__Dataset excerpts on object pointing__.
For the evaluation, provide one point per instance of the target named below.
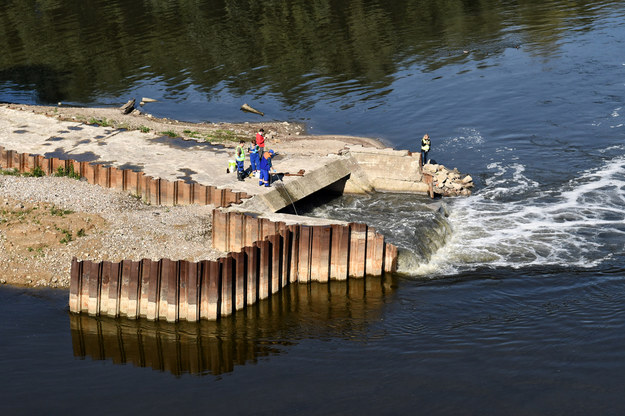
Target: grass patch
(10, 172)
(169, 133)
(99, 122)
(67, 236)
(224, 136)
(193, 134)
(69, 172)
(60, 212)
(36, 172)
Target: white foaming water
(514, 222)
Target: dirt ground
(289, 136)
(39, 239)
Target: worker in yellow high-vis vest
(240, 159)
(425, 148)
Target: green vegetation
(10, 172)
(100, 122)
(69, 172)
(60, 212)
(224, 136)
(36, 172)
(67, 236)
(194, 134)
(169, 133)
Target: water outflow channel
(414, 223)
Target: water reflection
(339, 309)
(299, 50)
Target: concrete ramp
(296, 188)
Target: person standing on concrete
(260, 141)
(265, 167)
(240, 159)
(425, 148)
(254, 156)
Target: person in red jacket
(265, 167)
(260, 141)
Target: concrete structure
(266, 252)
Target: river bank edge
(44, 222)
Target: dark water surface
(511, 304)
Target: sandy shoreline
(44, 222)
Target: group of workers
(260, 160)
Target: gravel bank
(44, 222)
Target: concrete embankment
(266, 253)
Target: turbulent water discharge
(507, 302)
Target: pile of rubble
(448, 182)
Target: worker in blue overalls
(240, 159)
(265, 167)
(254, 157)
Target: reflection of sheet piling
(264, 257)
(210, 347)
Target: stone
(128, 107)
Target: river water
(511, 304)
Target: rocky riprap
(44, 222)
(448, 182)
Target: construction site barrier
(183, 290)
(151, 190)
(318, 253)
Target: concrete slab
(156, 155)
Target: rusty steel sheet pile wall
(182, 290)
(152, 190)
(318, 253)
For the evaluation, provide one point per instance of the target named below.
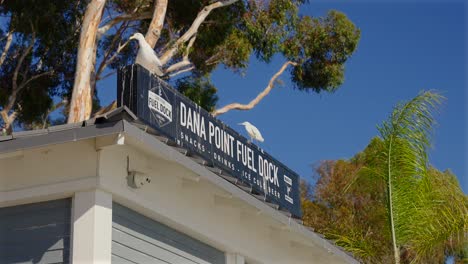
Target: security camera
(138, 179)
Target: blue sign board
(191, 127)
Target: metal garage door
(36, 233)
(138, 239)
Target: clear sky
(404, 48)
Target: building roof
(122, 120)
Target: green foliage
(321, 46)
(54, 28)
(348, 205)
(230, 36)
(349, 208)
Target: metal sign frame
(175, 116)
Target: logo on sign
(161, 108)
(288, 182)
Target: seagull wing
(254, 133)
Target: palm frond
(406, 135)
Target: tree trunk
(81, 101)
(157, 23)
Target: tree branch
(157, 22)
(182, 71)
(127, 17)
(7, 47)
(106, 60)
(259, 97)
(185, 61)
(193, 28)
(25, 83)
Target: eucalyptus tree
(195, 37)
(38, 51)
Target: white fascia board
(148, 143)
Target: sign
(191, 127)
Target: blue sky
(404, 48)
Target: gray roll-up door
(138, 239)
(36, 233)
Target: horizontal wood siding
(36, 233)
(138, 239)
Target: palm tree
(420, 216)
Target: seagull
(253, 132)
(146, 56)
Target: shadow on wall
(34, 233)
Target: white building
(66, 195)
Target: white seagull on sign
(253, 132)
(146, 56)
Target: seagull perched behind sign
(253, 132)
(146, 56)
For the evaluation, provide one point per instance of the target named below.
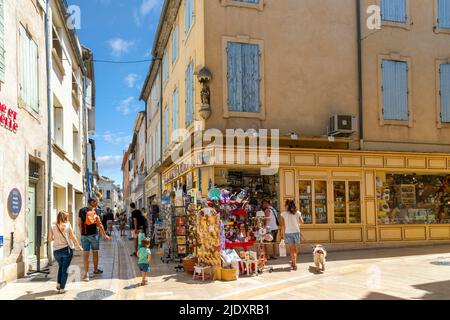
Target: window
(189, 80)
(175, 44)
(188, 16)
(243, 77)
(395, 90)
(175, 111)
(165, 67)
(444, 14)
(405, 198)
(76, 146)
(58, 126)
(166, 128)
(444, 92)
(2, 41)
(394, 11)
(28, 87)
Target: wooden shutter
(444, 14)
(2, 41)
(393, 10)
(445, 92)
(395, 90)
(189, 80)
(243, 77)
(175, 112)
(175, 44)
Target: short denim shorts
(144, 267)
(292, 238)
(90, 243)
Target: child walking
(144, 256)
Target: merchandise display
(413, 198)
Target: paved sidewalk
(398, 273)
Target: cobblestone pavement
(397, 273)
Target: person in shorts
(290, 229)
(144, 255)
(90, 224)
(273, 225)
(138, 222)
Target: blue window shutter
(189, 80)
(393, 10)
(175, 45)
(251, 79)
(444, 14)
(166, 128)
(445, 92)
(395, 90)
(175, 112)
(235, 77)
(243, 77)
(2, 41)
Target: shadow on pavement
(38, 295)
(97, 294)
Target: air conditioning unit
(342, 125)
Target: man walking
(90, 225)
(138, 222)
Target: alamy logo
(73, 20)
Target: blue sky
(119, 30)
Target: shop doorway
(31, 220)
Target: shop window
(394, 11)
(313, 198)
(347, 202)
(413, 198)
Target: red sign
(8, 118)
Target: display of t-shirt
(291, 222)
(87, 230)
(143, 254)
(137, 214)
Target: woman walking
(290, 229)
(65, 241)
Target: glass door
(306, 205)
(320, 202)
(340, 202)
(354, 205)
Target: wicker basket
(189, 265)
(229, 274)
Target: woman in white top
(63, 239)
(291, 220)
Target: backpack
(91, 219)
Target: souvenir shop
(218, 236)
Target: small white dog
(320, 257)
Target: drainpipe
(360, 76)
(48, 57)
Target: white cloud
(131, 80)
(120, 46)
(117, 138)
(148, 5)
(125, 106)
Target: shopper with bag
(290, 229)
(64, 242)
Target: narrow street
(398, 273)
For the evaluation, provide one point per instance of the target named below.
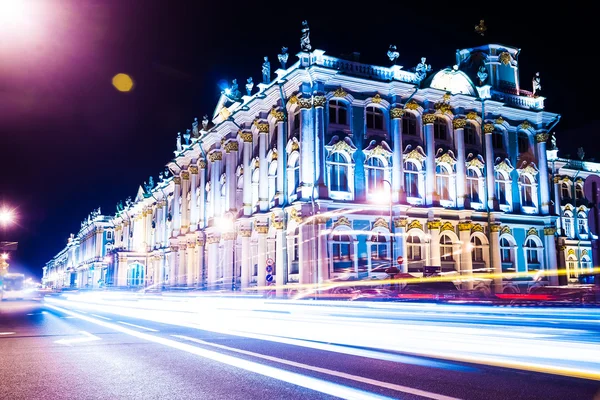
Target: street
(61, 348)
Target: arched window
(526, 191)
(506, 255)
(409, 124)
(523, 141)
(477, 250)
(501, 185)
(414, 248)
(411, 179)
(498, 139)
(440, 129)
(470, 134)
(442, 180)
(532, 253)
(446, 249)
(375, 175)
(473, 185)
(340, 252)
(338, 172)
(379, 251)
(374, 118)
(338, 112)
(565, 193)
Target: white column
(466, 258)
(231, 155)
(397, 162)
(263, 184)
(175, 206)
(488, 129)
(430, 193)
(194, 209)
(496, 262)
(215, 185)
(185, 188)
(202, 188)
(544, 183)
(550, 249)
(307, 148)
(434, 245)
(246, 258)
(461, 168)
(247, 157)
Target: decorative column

__WHAT THE EXERCISE ASKS__.
Extract the run of lines from the line holding "Target: red sign" through the final line of the material above, exactly and inclusively. Leave the pictures behind.

__TASK ANSWER__.
Target: red sign
(8, 118)
Target: display of t-shirt
(291, 222)
(87, 230)
(143, 254)
(137, 214)
Target: woman walking
(290, 229)
(65, 241)
Target: glass door
(306, 205)
(320, 202)
(340, 202)
(354, 205)
Target: wicker basket
(189, 265)
(229, 274)
Target: woman in white top
(63, 239)
(291, 220)
Target: backpack
(91, 219)
Target: souvenir shop
(218, 236)
Target: small white dog
(320, 257)
Target: drainpipe
(360, 76)
(48, 57)
Target: white cloud
(131, 80)
(120, 46)
(117, 138)
(148, 5)
(125, 106)
Target: shopper with bag
(290, 229)
(64, 242)
Target: narrow street
(398, 273)
For the evaluation, provide one point per instance of the target named below.
Target: street
(61, 348)
Target: arched window
(526, 191)
(506, 255)
(409, 124)
(523, 141)
(477, 250)
(501, 185)
(414, 248)
(411, 179)
(498, 139)
(440, 129)
(470, 134)
(442, 180)
(532, 253)
(446, 249)
(375, 175)
(473, 185)
(340, 252)
(338, 172)
(379, 251)
(374, 118)
(338, 112)
(565, 193)
Target: white column
(466, 258)
(231, 155)
(397, 162)
(263, 184)
(175, 206)
(488, 129)
(430, 193)
(194, 209)
(496, 262)
(215, 185)
(185, 188)
(202, 188)
(544, 183)
(550, 249)
(307, 148)
(434, 245)
(246, 258)
(461, 168)
(247, 157)
Target: decorative column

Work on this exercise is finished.